## Текст для чтения
Но и учитель не очень стремился признать ученика.
Да, но тот сумасшедший. Герцен – одареннейшая натура и как размышляющий человек, в Письмах об изучении природы, и как писатель, правда не бог весть что. Тем не менее ниоткуда не видно, что без Чаадаева он стал бы Герценом. Чаадаев навел его на мысль, что России, находясь извне мировой истории, удастся войти в нее, только изменив самое мировую историю.
Мысль не сформулирована Герценом так открыто. Это реконструкция его логики. В такой прямой форме я не припомню ее у Герцена.
Герцен слишком хорошо пишет. Прочтешь – ах, и тут же забыл. Чересчур стильно. А с другой стороны, вот действительно ученик Петра Яковлевича! В идею, что есть мыслящее движение, втягивает русский комплекс пространства. Для европейца это же не мучительный вопрос. С появлением Америки и ее колонизацией возникла трудность, но та быстро регионализировалась. Потом Америка ушла и зажила своей жизнью, а мы тут распялены Евразией постоянно.
Одомашнивает пространство по Герцену мещанство. Мещанская Европа, к ней у него никакого презрения. Одомашнивание – это социальное отвердевание События, приручение результата. Вот где в Герцене засел Чаадаев! Благодаря кровавым перетасовкам Европа оказалась в мировой истории. Почему в истории она? Потому что в своей кровавой мешанине устраивалась сама, а нас, дескать, туда ввели, и не принялось. В истории мы гостящие. Это пассивно-активное состояние мучительно, что выражает себя в русском жизнеустройстве. Когда существуешь, не участвуя в истории как своей.

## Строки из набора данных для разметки
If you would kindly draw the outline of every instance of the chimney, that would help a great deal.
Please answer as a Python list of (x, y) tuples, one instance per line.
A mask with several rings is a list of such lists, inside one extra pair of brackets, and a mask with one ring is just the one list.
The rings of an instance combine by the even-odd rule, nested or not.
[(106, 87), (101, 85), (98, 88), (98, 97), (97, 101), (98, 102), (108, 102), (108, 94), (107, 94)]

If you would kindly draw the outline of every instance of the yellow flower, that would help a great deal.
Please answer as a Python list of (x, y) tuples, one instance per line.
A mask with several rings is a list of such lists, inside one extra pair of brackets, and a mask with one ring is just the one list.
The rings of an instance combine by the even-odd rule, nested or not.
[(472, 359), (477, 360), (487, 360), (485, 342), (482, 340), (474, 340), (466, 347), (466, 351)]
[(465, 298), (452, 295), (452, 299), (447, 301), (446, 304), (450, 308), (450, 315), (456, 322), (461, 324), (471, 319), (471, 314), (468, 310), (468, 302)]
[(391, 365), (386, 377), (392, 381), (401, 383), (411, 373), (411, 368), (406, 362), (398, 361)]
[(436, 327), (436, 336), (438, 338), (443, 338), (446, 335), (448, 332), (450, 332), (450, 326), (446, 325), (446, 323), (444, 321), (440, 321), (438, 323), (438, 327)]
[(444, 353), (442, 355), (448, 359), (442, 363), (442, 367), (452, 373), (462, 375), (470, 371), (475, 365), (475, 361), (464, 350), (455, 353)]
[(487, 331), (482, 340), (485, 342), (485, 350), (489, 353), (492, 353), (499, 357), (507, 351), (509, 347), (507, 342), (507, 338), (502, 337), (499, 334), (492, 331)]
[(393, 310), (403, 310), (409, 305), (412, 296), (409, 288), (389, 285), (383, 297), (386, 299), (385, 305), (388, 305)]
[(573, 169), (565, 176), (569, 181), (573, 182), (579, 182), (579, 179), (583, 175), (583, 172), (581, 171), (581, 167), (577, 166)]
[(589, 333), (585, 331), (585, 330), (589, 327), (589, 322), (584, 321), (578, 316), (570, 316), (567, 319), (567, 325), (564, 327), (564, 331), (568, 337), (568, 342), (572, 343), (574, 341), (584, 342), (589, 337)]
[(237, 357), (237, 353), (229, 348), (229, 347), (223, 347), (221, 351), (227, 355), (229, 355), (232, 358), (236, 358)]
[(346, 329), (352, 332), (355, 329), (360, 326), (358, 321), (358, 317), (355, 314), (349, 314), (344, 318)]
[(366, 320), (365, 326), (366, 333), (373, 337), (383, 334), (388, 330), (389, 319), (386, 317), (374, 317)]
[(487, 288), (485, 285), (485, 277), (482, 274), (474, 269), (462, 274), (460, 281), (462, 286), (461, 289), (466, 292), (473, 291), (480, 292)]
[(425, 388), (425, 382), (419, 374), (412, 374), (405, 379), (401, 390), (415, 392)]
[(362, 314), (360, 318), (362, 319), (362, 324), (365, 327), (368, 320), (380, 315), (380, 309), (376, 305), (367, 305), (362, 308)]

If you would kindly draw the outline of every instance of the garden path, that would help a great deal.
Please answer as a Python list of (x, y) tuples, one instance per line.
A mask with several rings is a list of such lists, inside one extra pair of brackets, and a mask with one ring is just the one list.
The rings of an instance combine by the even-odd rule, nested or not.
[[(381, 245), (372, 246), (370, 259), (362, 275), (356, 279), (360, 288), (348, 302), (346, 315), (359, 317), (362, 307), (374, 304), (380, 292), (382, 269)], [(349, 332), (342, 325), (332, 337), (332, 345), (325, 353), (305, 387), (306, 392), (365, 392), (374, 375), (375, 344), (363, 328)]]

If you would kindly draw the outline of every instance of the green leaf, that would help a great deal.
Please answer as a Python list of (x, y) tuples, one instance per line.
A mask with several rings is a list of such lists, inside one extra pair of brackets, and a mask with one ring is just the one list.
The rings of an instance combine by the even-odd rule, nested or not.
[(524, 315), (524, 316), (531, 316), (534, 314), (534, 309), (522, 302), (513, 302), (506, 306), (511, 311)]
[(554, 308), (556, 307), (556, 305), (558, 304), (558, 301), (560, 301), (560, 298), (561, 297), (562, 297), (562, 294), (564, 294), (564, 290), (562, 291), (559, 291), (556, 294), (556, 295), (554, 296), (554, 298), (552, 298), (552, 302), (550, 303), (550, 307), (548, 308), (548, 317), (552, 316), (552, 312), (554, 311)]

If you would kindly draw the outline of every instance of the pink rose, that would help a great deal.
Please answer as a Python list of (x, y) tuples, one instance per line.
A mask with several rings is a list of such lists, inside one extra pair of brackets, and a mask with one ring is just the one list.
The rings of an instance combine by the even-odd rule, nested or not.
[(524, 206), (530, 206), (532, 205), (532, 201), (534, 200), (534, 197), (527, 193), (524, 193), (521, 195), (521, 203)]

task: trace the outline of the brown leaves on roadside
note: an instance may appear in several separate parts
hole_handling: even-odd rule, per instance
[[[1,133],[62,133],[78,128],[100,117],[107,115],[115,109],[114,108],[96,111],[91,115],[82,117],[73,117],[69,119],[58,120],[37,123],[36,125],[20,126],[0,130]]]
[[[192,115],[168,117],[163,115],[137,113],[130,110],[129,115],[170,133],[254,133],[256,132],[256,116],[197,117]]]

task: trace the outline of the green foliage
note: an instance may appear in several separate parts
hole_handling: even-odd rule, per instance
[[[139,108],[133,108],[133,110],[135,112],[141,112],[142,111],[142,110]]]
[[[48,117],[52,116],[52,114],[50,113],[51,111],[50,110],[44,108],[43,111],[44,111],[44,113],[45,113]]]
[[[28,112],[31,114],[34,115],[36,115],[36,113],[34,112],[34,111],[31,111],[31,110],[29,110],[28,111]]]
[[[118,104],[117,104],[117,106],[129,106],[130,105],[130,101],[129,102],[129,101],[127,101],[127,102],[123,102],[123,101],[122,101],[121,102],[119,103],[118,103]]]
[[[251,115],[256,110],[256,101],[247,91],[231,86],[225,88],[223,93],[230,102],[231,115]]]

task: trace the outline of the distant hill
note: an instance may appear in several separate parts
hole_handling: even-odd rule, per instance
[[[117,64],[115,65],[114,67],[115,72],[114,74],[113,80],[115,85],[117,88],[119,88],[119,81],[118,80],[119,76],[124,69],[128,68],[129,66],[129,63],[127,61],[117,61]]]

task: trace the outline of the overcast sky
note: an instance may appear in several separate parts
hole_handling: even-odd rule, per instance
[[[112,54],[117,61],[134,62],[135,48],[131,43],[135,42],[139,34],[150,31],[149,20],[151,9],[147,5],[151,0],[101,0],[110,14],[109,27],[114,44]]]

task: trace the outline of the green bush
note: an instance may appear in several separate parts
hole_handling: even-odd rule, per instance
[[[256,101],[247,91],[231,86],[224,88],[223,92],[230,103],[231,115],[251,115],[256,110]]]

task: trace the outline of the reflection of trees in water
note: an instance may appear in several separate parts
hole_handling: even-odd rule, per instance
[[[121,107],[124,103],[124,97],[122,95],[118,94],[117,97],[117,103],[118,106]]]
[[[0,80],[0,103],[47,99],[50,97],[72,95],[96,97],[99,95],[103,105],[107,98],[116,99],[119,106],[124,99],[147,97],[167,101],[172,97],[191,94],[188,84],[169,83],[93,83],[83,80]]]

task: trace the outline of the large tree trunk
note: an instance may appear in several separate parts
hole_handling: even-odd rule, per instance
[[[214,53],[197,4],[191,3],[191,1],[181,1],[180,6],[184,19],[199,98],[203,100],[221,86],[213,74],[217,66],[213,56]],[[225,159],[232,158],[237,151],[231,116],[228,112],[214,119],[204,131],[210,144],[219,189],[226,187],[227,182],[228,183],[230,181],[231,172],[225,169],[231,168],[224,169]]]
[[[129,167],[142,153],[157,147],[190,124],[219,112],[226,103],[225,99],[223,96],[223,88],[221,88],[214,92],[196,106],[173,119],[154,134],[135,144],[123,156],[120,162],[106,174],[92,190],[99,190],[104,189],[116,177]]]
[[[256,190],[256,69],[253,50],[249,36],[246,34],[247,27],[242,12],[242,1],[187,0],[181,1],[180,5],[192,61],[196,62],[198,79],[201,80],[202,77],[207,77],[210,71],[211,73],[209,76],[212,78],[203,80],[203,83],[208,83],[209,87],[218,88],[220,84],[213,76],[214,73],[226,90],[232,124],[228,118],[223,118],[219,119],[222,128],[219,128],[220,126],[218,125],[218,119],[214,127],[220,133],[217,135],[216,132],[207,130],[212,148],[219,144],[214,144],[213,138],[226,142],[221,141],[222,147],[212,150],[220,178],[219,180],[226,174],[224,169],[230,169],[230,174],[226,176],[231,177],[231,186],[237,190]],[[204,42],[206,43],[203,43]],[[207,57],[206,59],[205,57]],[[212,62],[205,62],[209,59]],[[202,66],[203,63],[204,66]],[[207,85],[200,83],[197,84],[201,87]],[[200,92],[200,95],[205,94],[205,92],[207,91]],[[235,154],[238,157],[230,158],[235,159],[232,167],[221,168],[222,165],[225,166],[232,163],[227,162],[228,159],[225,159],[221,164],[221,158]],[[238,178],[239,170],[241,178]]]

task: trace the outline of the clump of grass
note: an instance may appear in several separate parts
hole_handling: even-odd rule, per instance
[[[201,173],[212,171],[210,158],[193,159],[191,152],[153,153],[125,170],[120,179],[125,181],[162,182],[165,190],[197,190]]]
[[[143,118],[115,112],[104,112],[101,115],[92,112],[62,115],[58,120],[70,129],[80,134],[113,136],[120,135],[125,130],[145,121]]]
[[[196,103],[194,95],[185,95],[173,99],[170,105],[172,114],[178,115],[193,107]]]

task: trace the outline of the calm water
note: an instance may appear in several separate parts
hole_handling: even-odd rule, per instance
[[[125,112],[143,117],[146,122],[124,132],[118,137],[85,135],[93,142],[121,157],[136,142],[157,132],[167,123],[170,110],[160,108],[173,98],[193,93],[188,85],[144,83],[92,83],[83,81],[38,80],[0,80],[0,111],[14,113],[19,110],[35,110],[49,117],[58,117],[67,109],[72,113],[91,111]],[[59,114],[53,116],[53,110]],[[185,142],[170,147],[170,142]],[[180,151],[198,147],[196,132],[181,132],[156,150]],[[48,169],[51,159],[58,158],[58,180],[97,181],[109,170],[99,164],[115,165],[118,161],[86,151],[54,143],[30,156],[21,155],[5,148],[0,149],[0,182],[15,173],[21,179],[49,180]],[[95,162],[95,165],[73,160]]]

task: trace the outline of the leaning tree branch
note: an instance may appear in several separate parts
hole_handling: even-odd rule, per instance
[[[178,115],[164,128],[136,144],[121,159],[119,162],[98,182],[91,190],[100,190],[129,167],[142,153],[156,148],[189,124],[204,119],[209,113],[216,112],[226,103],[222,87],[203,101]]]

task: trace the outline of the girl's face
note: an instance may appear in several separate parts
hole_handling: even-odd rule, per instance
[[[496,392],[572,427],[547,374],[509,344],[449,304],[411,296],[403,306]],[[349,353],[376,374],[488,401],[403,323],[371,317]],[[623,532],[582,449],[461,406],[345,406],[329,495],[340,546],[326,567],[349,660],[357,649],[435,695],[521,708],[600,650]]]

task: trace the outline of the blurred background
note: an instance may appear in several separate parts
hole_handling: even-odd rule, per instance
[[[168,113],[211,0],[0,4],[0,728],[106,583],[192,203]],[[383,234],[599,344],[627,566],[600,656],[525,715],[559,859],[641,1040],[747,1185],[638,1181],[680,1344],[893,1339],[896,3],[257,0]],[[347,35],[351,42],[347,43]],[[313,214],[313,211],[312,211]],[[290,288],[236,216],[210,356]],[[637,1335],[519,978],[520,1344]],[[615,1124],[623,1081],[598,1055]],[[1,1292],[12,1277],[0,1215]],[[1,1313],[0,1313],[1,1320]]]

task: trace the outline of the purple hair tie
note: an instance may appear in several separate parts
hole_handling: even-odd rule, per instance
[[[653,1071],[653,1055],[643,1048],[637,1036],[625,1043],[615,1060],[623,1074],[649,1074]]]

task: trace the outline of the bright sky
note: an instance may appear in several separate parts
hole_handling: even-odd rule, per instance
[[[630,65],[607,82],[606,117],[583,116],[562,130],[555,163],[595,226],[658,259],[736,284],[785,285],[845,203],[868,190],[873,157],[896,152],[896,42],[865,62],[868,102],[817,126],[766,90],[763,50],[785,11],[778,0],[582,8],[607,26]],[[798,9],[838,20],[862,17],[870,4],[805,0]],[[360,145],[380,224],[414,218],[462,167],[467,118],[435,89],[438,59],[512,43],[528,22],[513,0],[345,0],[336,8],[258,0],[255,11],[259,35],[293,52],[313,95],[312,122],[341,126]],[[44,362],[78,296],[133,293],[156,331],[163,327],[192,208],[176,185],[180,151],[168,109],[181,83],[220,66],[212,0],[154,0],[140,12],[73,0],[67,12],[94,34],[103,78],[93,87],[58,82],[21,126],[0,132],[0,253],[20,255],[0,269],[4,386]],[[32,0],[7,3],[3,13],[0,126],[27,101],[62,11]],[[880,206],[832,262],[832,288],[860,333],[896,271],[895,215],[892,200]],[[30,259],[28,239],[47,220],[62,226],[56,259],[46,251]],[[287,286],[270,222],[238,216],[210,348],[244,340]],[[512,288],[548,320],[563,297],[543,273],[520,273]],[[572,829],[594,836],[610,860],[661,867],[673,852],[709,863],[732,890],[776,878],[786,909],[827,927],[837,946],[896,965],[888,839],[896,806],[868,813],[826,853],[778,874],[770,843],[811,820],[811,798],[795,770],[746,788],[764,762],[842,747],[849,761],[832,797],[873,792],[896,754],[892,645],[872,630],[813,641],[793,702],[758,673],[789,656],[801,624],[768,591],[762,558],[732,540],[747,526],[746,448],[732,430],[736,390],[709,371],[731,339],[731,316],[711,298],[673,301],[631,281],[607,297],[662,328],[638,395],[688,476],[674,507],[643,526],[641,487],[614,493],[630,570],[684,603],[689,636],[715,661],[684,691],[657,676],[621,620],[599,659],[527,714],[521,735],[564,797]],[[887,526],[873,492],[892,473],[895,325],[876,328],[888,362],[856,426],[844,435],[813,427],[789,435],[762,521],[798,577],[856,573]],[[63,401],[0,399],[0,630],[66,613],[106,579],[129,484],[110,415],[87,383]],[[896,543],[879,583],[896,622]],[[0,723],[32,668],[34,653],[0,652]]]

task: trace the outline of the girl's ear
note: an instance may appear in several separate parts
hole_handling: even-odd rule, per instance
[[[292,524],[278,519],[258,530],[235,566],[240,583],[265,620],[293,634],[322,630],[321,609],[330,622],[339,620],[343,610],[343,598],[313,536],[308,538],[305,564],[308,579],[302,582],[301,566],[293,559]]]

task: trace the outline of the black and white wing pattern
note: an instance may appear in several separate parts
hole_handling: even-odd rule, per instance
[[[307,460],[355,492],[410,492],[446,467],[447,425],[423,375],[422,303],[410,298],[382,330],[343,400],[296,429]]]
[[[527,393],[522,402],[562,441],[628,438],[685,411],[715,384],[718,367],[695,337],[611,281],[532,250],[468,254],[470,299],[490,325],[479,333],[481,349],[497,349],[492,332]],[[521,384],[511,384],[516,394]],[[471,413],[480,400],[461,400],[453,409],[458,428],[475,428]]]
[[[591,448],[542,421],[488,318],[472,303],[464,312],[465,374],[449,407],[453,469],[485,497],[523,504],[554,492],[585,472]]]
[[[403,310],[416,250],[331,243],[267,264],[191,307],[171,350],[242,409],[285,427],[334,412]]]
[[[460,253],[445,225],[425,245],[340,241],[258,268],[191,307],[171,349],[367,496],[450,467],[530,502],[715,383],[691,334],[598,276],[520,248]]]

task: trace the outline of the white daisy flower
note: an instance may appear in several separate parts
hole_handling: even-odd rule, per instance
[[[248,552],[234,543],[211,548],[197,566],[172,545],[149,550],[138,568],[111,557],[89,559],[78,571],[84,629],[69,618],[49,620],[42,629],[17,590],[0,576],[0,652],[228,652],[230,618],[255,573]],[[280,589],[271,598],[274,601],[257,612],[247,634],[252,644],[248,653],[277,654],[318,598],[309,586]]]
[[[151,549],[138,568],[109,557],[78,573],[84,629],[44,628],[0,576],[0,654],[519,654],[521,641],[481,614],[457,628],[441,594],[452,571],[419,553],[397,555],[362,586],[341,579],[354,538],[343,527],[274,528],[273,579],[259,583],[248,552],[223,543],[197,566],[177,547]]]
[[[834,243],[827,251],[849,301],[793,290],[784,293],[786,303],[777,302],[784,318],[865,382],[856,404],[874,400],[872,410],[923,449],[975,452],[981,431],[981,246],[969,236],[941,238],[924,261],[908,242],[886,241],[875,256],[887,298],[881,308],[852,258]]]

## Задания
1. Что, согласно тексту для чтения, одомашнивает пространство по Герцену?
2. Определите, согласуются ли с текстом для чтения следующие утверждения: (a) мысль о вхождении России в мировую историю встречается у Герцена в прямой форме; (b) для европейца вопрос пространства не является мучительным; (c) к мещанской Европе Герцен относится с презрением.
Опирайтесь только на текст для чтения.

## Ответы
1. Мещанство.

2.
(a) Нет: «В такой прямой форме я не припомню ее у Герцена».
(b) Да: «Для европейца это же не мучительный вопрос».
(c) Нет: «Мещанская Европа, к ней у него никакого презрения».